Tasks to complete>
a - Please copy the passage of the offer letter that starts at "Exhibit 10.10" and ends at "terms described below.", word for word.
b - Write the next part of the offer letter, picking up right after its last sentence.

____ Extract provided

Employment Offer Letter, dated October 6, 2022, between Upstart Network, Inc. and Scott Darling

Contract Categories: Human Resources - Employment Agreements
EX-10.10 3 a1010scott_darlingxofferxl.htm EX-10.10 Document

Exhibit 10.10

October 6, 2022
Scott Darling

Dear Scott:
Upstart Network, Inc., a Delaware corporation (the “Company”), is pleased to offer you employment with the Company on the terms described below.
1. Position. You will start in a full-time position as Chief Legal Officer and you will initially report to Dave Girouard, CEO. By signing this letter, you confirm with the Company that you are under no contractual or other legal obligations that would prohibit you from performing your duties with the Company.
2. Compensation and Employee Benefits. You will be paid a starting salary at the rate of $410,000.00 per year, payable on the Company’s regular payroll dates. You will be eligible to earn a target discretionary bonus in 2022 of 75% based on company and individual performance. You are eligible for the current year bonus if you join the Company by September 30th of the year. If you join after, you're eligible for the yearly bonus the following year. You will also receive a signing bonus of $100,000.00 payable in your first two paychecks. If during the first 12 months your employment is terminated voluntarily, you must refund a portion of the bonus by offset of last check and direct payment of remaining balance. The amount of the signing bonus refund shall be in an amount prorated to the portion of the first 12 months that you do not work at the Company. You will also be an “Eligible Employee” at the Tier 2 level under Upstart Holding, Inc.’s Executive Change in Control and Severance Policy (the “Severance Policy”), and your Participation Agreement under such Policy is attached hereto as Exhibit A. In addition, notwithstanding anything in this offer letter, the other terms of your employment or any Company policies, if you are subject to a Non-CIC Qualified Termination at any time, you will be eligible to receive the applicable Salary Severance and COBRA Benefit set forth below upon a Non-CIC Qualified Termination. A Non-CIC Qualified Termination is a termination of your employment either (x) by the Company without Cause (as defined in the Severance Policy, excluding by reason of your death or Disability) or (y) by you for Good Reason (as defined in the Severance Policy), in either case, outside of the Change in Control Period (as defined in the Severance Policy).
Salary Severance: 12 months, provided that if such Non-CIC Qualified Termination occurs in the first 12 months of your employment such Salary Severance will be 6 months.
COBRA Benefit: 12 months, provided that if such Non-CIC Qualified Termination occurs in the first 12 months of your employment such COBRA Benefit will be 6 months.



3. Equity
Restricted Stock Units. You will be recommended for a grant of restricted stock units (“RSUs”) for shares of common stock of Upstart Holdings, Inc., the parent company of the Company (“Upstart Holdings”), with an economic value of $4,000,000.00 (the “RSU Economic Value”) to be calculated as follows: if approved by Upstart Holdings’ Compensation Committee of its Board of Directors (the “Compensation Committee”), you will receive a number of RSUs, rounded up to the nearest unit, equal to the RSU Economic Value divided by the average closing price of Upstart Holdings’ common stock on the NASDAQ Global Select Market during a sixty (60) trading day period prior to the date of grant. Subject to your continued employment, your RSUs will be earned on a four-year quarterly vesting schedule such that 1/16th of the RSU shares will be earned each quarter after your vesting commencement date. Your RSUs will be subject to the terms and conditions applicable to RSUs granted under the applicable stock plan, as described in that plan and the applicable RSU agreement, which you will be required to sign.

________
____ Listed records

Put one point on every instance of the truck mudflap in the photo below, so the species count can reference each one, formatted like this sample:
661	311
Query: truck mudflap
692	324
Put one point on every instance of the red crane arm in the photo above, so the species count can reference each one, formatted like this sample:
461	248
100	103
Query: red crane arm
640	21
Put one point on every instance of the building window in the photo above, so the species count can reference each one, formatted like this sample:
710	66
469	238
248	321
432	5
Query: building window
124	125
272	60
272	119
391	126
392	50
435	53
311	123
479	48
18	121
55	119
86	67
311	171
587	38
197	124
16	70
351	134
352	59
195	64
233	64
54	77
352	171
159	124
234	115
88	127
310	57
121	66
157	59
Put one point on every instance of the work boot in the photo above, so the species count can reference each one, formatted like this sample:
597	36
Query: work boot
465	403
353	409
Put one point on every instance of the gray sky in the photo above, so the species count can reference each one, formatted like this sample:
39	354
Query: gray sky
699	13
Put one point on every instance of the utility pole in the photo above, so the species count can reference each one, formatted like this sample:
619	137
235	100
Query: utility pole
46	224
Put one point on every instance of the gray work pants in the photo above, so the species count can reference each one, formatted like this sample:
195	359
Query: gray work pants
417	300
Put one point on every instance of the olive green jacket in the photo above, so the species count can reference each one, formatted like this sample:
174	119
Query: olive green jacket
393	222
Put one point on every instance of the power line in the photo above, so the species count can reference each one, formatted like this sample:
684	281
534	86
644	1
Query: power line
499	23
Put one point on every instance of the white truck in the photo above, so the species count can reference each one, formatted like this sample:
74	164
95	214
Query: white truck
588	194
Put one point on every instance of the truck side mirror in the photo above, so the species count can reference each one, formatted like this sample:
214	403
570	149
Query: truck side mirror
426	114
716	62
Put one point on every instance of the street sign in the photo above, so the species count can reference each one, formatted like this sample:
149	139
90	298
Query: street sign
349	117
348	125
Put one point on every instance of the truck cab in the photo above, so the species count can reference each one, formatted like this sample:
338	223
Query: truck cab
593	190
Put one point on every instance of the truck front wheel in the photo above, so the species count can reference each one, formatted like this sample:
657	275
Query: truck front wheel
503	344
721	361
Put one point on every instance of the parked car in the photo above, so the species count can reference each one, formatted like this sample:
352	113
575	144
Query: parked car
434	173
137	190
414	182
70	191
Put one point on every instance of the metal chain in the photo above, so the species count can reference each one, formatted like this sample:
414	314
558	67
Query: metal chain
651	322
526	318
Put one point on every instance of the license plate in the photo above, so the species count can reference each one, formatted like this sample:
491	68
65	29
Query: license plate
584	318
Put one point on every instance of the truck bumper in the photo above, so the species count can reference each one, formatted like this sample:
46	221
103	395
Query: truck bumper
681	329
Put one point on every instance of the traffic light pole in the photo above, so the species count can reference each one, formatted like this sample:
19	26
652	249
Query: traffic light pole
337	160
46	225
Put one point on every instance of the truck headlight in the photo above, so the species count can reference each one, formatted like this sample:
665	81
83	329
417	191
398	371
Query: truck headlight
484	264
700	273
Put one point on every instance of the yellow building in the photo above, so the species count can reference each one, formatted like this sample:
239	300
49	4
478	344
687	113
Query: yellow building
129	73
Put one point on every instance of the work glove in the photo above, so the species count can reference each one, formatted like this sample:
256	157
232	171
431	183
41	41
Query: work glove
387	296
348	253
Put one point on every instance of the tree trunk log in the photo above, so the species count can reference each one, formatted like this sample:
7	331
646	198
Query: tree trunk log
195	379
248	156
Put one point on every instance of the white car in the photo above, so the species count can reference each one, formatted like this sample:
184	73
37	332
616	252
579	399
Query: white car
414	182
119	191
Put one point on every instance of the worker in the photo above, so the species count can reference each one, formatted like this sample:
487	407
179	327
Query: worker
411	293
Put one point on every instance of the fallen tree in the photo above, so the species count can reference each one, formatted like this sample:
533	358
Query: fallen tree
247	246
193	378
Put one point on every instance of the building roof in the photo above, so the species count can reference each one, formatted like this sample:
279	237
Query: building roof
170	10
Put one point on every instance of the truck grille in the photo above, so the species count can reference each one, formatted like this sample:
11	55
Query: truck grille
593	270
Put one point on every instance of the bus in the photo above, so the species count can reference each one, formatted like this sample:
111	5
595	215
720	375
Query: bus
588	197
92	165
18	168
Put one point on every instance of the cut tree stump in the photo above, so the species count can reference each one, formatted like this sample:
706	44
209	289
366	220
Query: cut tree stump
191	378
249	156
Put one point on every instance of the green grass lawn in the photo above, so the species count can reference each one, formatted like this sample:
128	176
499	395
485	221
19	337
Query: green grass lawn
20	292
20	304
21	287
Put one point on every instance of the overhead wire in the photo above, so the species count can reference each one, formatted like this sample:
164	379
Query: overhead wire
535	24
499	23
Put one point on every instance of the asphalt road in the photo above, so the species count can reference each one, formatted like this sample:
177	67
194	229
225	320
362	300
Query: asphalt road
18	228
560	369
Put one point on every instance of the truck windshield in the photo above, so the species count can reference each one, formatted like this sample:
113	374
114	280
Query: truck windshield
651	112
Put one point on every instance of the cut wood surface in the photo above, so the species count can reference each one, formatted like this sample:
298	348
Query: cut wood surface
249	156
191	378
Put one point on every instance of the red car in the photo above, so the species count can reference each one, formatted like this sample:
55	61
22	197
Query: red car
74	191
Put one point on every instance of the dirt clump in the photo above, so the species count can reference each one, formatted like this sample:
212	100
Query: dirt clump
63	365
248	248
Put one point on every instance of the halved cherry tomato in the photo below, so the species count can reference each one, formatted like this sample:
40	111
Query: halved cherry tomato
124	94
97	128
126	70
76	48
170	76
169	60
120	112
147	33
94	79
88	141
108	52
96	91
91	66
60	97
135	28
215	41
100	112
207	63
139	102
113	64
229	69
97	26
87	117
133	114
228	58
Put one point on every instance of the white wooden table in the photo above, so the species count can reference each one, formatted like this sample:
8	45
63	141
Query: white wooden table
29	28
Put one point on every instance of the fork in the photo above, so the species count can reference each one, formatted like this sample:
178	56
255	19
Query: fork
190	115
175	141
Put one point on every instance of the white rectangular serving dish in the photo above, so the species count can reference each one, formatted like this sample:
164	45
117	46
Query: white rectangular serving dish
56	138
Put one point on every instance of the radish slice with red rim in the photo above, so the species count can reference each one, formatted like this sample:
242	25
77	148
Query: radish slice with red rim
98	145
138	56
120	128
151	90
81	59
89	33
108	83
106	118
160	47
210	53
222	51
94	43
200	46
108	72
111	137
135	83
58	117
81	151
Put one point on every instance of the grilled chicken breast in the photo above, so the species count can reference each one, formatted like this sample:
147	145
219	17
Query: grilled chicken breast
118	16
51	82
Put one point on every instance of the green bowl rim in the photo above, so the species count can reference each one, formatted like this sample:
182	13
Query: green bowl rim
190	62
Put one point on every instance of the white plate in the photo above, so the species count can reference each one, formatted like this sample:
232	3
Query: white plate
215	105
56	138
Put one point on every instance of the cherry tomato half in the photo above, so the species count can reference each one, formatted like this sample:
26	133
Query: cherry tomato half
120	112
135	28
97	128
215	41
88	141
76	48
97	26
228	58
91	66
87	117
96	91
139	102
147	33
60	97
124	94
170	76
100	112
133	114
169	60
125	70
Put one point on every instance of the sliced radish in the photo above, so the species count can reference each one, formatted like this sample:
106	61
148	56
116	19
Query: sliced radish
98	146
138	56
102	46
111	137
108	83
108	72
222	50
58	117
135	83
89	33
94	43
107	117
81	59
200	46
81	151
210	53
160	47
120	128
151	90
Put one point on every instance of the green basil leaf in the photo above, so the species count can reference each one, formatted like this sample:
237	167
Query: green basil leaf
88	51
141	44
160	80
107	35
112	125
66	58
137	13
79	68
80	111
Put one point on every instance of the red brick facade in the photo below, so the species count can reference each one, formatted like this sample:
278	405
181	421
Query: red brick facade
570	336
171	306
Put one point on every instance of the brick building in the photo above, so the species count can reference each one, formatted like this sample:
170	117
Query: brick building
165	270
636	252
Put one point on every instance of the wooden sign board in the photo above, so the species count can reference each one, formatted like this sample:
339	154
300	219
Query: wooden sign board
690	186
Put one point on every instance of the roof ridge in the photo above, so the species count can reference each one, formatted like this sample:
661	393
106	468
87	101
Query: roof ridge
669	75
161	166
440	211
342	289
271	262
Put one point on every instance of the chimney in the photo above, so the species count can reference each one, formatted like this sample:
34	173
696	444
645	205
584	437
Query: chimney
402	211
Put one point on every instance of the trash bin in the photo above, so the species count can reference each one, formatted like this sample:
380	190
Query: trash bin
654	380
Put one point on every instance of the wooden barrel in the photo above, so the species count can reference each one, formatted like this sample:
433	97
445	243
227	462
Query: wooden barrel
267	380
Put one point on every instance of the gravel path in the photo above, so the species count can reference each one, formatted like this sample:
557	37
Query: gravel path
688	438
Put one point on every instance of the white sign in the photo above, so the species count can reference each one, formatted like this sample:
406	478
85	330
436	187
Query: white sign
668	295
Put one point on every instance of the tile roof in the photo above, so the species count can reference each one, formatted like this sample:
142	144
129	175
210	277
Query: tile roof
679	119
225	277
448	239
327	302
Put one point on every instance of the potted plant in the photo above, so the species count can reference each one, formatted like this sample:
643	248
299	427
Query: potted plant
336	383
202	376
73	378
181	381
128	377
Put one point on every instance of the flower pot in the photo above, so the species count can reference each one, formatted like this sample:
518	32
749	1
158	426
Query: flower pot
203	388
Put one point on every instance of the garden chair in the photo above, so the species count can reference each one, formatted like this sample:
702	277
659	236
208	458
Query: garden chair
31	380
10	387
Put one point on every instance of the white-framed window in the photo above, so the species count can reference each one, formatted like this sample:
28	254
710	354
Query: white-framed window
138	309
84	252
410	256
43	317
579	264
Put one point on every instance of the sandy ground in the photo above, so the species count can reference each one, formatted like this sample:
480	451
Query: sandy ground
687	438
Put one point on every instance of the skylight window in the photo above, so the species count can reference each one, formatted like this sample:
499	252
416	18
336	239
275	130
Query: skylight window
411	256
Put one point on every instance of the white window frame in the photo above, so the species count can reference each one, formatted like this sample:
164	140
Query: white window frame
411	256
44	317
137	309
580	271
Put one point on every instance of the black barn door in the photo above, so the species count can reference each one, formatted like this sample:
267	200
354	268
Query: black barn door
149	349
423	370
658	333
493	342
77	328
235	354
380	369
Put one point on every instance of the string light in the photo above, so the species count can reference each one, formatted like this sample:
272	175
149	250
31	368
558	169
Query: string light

________

Answers>
a -
Exhibit 10.10

October 6, 2022
Scott Darling

Dear Scott:
Upstart Network, Inc., a Delaware corporation (the “Company”), is pleased to offer you employment with the Company on the terms described below.

b -
Stock Options. Subject to the approval of the Compensation Committee, you will also be granted a stock option to purchase shares of Upstart Holdings’ common stock with an economic value of $4,000,000.00 (the “Stock Option Economic Value”). The Stock Option Economic Value will be converted into a number of option shares using a RSUs to options ratio of 45% (roughly 2.2 options for each RSU granted). The exercise price of the stock option will be equal to the fair market value of Upstart Holding’s common stock on the date the stock option is granted. Your stock option will be subject to the terms and conditions applicable to stock options granted under the applicable stock plan, as described in that plan and the applicable stock option agreement, which you will be required to sign. Subject to your continued employment, your stock option will be earned on a four-year monthly vesting schedule such that 1/48th of the total option shares will be earned each month after your vesting commencement date.
4. Confidential Information and Invention Assignment Agreement. Like all Company employees, you will be required, as a condition of your employment with the Company, to sign the Company’s enclosed standard Confidential Information and Invention Assignment Agreement.
5. Employment Relationship. Employment with the Company is for no specific period of time. Your employment with the Company will be “at will,” meaning that either you or the Company may terminate your employment at any time and for any reason, with or without cause. Any contrary representations, which may have been made to you are superseded by this offer. This is the full and complete agreement between you and the Company on this term. Although your job duties, title, compensation, as well as the Company’s personnel policies and procedures, may change from time to time, the “at will” nature of your employment may only be changed in an express written agreement signed by you and the Company’s Chief Executive Officer.



6. Outside Activities. While you render services to the Company, you agree that you will not engage in any other employment, consulting or other business activity without the written consent of the Company. In addition, while you render services to the Company, you will not assist any person or entity in competing with the Company, in preparing to compete with the Company or in hiring any employees or consultants of the Company.
7. Withholding Taxes. All forms of compensation referred to in this letter are subject to applicable withholding and payroll taxes.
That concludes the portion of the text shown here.